== Text excerpt

Equating Clojure and Python just because they both dynamically typed is a very shallow comparison. The actual, practical experience is like a day and night. We have projects in Python, Clojure, Java, C# and Golang. Clojure is by far the least problematic to deal with. Even though they have many ugly and non-idiomatic, very old parts.LLMs, matter of fact do work beautifully with Clojure, specifically because of the "true" REPL. Python doesn't have a comparable REPL - at best, Python's is an interactive shell.
When you give an LLM a closed loop system where it can evaluate code in a live REPL and immediately observe the results, it stops guessing and starts reasoning empirically.
With Clojurescript, you get a REPL connected to a browser - LLM can navigate any element, click buttons, have the entire page context to inspect and alter - all that without any compilation, without even saving and reloading any code anywhere. It seems you have zero idea how amazingly liberating the actual experience that is. And btw, it's the most token efficient language¹.
> ClojureScript is not a major language
a) There's plenty of Clojure code in the wild now and it's been there even before we started training LLMs.
b) The language is very small syntactically - it gives LLMs fewer ways to fantasize some weird constructs.
c) More popular languages have dozens of ways of doing similar things. Clojure's community is smaller and organized, there's less fragmentation - they don't have twenty different routing libraries, each with their own embedded DSL. You'd ask an LLM to get routing done in Python - every time it will give you a different answer, in Clojure - it would just pick something solid, community-approved, battle-tested and unambiguous.
I really wish people speculating about practical experiences in different languages had really used them before dumping their conclusions on HN. Because theory, papers and books are one thing - the practical, years-long venture into a language stack might be completely different experience. You can't be just like: "Haskell is great because it's pure and lazy and has types" and "Clojure is lame because it's dynamically typed" - the field experience would vary for a bunch of different reasons.
Every language has to be evaluated holistically and specifically for each situation. Just because we call them "general-purpose PLs", we shouldn't be generalizing them all the time.

====

◆ Work instruction
Answer these questions from the comment on Clojure and LLMs above:
1. Which languages does the writer's team have projects in?
2. With ClojureScript, what is the REPL connected to?
3. What does Clojure's small syntax give LLMs, according to the comment?

== Entries provided

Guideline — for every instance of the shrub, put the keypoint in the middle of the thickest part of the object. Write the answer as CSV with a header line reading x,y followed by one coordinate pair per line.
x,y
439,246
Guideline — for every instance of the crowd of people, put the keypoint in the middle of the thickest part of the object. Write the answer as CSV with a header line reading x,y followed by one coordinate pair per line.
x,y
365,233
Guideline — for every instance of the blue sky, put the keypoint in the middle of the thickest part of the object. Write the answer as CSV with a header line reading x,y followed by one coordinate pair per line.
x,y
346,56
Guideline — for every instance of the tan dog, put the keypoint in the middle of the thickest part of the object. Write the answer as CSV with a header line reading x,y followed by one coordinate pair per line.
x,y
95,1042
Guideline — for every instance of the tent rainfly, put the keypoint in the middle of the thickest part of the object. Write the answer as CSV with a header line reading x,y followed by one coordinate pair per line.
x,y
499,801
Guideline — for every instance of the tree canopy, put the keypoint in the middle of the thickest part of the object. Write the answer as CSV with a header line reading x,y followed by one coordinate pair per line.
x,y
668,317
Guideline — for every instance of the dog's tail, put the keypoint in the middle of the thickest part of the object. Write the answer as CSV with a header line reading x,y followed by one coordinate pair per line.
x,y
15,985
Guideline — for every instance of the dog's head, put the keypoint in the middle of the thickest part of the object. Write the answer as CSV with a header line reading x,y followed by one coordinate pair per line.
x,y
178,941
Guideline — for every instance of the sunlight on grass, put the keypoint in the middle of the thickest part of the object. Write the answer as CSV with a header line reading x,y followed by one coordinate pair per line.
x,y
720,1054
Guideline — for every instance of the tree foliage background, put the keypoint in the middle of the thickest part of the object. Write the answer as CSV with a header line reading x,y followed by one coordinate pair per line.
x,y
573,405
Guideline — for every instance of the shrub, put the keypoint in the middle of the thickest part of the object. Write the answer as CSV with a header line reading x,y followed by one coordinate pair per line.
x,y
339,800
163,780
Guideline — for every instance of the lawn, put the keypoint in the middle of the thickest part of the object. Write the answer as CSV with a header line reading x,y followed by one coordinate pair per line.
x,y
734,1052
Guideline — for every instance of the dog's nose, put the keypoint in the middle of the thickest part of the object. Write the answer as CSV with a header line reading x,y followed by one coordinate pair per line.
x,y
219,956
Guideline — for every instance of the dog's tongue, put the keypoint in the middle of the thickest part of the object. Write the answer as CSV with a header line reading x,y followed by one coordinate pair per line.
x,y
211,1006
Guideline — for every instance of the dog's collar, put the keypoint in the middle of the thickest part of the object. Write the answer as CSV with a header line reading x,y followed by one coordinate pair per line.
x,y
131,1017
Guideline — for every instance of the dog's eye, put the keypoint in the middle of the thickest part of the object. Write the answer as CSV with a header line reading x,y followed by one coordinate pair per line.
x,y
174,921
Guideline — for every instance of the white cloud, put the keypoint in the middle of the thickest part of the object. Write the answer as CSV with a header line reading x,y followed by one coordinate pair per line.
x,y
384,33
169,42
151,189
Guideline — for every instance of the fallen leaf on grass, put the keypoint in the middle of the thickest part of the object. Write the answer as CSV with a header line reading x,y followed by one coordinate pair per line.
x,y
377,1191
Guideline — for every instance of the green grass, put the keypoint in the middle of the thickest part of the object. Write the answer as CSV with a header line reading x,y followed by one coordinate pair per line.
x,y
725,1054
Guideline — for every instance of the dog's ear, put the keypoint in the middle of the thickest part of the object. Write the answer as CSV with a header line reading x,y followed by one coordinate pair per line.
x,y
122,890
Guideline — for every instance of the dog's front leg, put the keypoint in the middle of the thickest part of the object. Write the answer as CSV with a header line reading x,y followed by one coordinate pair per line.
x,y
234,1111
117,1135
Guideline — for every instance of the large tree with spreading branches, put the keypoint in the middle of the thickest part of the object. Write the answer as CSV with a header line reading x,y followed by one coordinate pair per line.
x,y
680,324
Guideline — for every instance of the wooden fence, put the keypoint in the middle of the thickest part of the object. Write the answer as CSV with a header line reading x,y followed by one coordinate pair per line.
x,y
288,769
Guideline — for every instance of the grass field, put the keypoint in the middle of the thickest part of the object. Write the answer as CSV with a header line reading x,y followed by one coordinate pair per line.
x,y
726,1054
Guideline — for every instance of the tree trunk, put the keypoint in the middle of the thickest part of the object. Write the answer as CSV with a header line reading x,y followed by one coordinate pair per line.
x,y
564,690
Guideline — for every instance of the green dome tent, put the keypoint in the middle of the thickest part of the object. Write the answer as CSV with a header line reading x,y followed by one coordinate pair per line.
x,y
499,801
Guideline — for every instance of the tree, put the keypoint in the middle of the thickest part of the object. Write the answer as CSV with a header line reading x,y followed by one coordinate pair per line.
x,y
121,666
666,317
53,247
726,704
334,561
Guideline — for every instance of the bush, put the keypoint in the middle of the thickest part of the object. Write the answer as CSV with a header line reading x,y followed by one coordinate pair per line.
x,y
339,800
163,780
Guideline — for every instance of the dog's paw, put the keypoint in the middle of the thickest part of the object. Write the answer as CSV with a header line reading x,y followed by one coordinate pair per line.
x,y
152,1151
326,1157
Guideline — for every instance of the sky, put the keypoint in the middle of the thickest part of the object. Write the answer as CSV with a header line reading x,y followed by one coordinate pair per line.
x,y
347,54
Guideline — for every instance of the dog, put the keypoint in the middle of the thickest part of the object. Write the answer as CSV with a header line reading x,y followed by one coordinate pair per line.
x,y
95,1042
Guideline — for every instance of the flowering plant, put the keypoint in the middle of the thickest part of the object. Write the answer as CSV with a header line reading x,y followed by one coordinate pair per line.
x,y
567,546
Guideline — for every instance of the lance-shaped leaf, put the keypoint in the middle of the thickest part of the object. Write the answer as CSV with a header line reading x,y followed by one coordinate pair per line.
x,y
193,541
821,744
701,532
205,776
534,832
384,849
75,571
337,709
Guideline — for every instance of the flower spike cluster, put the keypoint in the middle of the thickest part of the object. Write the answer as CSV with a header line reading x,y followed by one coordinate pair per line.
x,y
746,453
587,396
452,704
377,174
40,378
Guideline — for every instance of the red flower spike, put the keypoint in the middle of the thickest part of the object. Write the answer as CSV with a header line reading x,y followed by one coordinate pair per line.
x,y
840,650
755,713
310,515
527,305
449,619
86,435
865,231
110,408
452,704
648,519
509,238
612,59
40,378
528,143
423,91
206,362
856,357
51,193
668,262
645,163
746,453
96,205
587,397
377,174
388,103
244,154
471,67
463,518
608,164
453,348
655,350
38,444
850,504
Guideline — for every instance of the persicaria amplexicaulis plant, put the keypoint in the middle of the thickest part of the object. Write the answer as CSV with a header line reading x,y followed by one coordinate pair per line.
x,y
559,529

====

◆ Response area
1. Python, Clojure, Java, C# and Golang.
2. A browser.
3. Fewer ways to fantasize some weird constructs.